> [REQUIRED WORK]
Find "For each instance of the wooden" in the records that follow; print that line and each subsequent line through the last one, verbatim and with nothing added.

Referring expression pointing data:
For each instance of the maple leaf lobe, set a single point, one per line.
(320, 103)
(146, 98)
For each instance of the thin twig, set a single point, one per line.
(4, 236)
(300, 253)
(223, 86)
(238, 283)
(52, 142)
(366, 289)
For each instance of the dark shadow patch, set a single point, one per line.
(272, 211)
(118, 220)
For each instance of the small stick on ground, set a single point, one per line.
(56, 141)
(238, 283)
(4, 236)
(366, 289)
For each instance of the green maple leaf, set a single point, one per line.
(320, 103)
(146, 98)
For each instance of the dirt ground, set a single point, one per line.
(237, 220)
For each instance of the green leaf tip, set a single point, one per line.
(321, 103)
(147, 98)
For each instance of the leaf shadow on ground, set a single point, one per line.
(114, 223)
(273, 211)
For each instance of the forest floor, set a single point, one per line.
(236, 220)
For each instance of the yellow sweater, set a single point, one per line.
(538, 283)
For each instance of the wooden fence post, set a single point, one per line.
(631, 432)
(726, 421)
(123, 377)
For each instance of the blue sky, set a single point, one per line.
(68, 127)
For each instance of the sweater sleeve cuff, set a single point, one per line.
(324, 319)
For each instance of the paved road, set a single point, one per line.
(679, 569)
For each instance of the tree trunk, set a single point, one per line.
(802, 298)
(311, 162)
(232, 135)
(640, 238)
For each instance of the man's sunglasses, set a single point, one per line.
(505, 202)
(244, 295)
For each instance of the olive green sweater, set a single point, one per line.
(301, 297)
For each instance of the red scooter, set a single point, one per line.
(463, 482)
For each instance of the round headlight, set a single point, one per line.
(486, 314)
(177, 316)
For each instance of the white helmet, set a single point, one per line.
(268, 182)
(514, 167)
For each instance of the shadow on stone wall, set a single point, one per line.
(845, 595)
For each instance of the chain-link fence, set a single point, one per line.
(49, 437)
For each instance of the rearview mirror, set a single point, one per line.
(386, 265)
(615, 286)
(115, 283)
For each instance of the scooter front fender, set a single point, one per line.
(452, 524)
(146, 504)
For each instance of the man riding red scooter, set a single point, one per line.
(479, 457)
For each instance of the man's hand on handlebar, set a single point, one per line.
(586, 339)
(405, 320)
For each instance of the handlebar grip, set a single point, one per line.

> [YOUR SOLUTION]
For each instance of the wooden fence post, set a single point, one per line.
(631, 432)
(726, 421)
(123, 377)
For each instance of the blue sky, set a single point, one per line.
(68, 127)
For each instance of the sweater sleeve cuff, set a single point, one per line.
(324, 319)
For each instance of the paved road, set a single point, one per line.
(679, 569)
For each instance of the tree trunk, set a single point, one per line.
(802, 298)
(311, 162)
(232, 135)
(640, 238)
For each instance of the man's sunglasses, set a single point, one per line.
(505, 202)
(244, 295)
For each instance of the olive green sweater, set a single point, one per line.
(301, 297)
For each instance of the red scooter, set a single point, one per line.
(463, 482)
For each instance of the round headlight, set a single point, one per line.
(486, 314)
(177, 316)
For each instance of the white helmet, set a single point, one per line.
(268, 182)
(514, 167)
For each instance of the shadow on stone wall, set a single point, one per line.
(845, 595)
For each instance of the chain-link fence, set a single point, one per line.
(49, 437)
For each instance of the rearview mirror, set a single point, one per line.
(386, 265)
(615, 286)
(115, 283)
For each instance of the scooter front fender, set a single point, one per line.
(452, 524)
(146, 504)
For each instance of the man riding red scooter, set a single point, one per line.
(479, 457)
For each instance of the man's hand on handlebar, set a single point, one per line.
(586, 339)
(405, 320)
For each instance of the handlebar grip, set a single point, one per line.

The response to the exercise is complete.